▶ **WORK REQUIRED**
Render every line of the records below as a Markdown table with two columns, Row and Entry, numbering the rows and leaving out blank lines.
========
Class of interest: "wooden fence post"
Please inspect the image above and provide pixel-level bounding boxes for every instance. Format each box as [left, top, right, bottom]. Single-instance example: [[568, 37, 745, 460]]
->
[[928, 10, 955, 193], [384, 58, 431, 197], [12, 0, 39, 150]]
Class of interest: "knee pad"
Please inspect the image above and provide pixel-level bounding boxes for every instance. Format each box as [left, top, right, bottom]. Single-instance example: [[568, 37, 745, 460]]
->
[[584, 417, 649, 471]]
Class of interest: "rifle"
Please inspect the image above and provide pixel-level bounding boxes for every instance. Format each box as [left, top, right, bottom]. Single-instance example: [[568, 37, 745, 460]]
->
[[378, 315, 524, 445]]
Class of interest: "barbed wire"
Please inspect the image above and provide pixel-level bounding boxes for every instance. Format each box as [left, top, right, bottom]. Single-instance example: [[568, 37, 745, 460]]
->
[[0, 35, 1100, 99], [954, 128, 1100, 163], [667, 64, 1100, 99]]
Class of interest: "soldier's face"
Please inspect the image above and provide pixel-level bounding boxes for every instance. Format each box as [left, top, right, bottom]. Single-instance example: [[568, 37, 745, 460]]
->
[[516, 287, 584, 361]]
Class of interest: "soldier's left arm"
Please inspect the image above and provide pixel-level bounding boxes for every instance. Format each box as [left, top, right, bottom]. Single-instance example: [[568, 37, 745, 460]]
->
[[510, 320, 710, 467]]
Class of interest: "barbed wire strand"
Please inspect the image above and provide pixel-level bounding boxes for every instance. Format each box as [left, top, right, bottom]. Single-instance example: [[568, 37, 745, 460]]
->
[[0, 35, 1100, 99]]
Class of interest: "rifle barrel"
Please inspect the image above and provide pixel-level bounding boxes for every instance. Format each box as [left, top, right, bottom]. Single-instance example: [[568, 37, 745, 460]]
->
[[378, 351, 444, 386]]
========
▶ **WORKED SOLUTION**
| Row | Entry |
|---|---|
| 1 | Class of interest: "wooden fence post" |
| 2 | Please inspect the image above and provide pixel-level bounding boxes for every instance. Format each box as [left, top, right, bottom]. Single-instance example: [[568, 37, 745, 460]] |
| 3 | -> |
| 4 | [[928, 10, 955, 193], [384, 58, 431, 197], [12, 0, 39, 150]] |
| 5 | Class of interest: "knee pad" |
| 6 | Please inspect the image above and provide pixel-level bounding boxes for every instance. Format each box as [left, top, right, bottom]. Single-instance example: [[568, 37, 745, 460]] |
| 7 | -> |
| 8 | [[584, 417, 649, 471]] |
| 9 | Class of interest: "rifle" |
| 10 | Please inspect the image above and provide pixel-level bounding boxes for every instance. Format each box as [left, top, right, bottom]. Single-instance example: [[568, 37, 745, 460]] |
| 11 | -> |
| 12 | [[378, 315, 524, 445]] |
| 13 | Class of interest: "barbed wire" |
| 14 | Please inspect the image above and provide pixel-level bounding boxes for every instance. Format each box as [left, top, right, bottom]. Single-instance example: [[568, 37, 745, 460]] |
| 15 | -> |
| 16 | [[0, 35, 1100, 99], [954, 128, 1100, 163], [667, 64, 1100, 99]] |
| 17 | Class of interest: "soldier's face" |
| 18 | Please inspect the image above and provide pixel-level bounding boxes for every instance. Format each box as [left, top, right, bottom]. Single-instance example: [[568, 37, 745, 460]] |
| 19 | -> |
| 20 | [[516, 287, 584, 361]] |
| 21 | Class of interest: "soldier's left arm" |
| 22 | Please inspect the image above and provide pixel-level bounding boxes for every instance. Format each box as [left, top, right, bottom]. Single-instance example: [[568, 37, 745, 460]] |
| 23 | -> |
| 24 | [[510, 320, 710, 467]] |
| 25 | Class of interest: "barbed wire strand" |
| 26 | Please inspect the image above and provide pixel-level bounding boxes for every instance. Format each box as [left, top, right, bottom]. Single-instance example: [[568, 37, 745, 460]] |
| 27 | -> |
| 28 | [[0, 35, 1100, 99]] |
| 29 | Class of interest: "rifle barrel" |
| 30 | Please inspect the image above and provide pixel-level bounding boxes for every instance. Format each box as [left, top, right, bottom]. Single-instance example: [[568, 37, 745, 460]] |
| 31 | -> |
| 32 | [[378, 351, 444, 386]] |